- [GIVEN RECORDS]:

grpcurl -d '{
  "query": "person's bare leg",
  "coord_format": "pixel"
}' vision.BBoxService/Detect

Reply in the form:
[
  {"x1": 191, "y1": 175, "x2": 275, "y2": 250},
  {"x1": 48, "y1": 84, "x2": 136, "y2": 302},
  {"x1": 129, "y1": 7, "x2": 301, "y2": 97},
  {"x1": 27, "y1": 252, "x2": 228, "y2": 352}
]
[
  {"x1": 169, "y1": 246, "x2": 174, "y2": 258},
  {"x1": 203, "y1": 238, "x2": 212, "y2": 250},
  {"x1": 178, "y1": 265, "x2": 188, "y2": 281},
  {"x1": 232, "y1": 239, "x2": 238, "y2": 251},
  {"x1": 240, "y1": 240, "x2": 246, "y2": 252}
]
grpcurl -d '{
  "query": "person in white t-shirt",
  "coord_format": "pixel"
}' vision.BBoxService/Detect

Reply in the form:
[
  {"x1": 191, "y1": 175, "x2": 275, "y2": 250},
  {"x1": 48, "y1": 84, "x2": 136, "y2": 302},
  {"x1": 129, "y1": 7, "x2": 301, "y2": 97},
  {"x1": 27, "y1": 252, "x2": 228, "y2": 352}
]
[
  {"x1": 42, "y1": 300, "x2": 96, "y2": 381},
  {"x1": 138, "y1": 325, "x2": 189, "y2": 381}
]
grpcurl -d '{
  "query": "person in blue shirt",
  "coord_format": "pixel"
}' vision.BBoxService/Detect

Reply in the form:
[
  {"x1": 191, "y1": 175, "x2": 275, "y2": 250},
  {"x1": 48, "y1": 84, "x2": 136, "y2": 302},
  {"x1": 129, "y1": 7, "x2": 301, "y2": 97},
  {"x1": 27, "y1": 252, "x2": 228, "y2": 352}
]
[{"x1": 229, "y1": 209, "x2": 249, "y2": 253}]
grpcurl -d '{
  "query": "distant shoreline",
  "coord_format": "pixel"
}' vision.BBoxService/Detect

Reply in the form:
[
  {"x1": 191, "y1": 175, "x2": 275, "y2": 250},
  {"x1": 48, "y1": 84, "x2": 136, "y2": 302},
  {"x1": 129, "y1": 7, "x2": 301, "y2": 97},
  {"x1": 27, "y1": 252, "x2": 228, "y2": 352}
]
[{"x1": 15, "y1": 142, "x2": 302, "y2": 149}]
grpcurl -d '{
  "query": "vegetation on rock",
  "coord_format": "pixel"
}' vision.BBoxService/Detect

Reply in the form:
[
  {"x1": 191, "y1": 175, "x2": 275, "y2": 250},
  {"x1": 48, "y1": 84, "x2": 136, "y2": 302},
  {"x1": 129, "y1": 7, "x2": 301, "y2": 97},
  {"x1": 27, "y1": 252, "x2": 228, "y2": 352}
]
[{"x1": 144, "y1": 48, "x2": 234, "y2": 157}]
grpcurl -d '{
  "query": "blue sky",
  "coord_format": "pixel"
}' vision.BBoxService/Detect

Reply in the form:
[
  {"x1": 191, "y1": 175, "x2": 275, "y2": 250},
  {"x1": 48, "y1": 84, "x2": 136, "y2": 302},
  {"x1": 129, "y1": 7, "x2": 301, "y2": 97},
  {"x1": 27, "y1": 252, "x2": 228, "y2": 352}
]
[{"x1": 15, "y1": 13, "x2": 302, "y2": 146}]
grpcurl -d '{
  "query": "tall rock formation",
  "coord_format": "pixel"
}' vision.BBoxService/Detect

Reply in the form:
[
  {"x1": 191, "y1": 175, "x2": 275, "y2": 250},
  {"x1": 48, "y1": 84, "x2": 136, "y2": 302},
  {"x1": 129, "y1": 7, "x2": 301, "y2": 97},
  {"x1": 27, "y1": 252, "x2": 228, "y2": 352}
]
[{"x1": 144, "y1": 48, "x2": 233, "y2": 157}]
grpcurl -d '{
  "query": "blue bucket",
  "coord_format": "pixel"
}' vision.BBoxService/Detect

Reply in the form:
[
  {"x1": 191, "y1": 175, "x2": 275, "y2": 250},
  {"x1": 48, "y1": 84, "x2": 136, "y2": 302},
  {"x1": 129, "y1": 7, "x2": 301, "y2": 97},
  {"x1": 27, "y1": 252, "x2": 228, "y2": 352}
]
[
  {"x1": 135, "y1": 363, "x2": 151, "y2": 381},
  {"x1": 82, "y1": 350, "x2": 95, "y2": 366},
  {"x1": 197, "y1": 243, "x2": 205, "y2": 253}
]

---

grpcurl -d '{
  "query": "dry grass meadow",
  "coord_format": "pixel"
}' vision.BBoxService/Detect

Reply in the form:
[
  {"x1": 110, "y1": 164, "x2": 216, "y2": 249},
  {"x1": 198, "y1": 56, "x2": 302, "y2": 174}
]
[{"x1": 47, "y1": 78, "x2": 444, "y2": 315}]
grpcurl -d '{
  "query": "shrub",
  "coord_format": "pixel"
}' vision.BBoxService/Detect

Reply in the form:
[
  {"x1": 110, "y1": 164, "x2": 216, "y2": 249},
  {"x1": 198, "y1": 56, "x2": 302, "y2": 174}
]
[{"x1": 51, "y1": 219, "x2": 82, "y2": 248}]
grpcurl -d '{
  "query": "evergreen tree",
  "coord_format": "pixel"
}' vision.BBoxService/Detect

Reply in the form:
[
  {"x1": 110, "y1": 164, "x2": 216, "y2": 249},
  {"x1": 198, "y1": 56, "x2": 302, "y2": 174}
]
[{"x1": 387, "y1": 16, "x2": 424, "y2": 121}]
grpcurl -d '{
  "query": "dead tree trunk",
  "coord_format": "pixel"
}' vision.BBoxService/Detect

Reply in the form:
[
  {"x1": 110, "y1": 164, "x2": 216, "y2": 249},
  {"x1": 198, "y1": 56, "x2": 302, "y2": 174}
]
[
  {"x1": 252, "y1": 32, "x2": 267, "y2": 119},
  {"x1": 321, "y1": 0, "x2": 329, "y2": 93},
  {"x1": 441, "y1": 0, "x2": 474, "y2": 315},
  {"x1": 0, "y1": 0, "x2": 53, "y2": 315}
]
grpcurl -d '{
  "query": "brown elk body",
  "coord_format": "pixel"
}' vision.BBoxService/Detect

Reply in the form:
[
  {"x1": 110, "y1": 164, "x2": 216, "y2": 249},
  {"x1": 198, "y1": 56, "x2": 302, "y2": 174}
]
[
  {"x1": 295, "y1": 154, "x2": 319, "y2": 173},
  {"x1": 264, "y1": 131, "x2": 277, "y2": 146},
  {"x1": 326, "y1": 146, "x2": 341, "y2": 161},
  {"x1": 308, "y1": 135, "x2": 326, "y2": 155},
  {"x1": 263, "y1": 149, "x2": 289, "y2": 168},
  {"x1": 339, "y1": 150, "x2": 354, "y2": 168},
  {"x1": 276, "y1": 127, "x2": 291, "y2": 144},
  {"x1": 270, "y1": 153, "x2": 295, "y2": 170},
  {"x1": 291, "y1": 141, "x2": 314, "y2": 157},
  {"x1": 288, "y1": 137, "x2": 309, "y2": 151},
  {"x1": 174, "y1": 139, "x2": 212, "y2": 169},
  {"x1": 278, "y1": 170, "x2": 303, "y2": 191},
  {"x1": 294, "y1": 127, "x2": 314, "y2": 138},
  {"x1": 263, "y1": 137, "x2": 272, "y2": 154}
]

- [TASK INSTRUCTIONS]:
Pull out every line in the entries above that contains the string "person", matching case exactly, and copy each one in full.

- [EXERCISE RESULT]:
  "query": "person's bare leg",
  "query": "person in white t-shirt",
  "query": "person in blue shirt",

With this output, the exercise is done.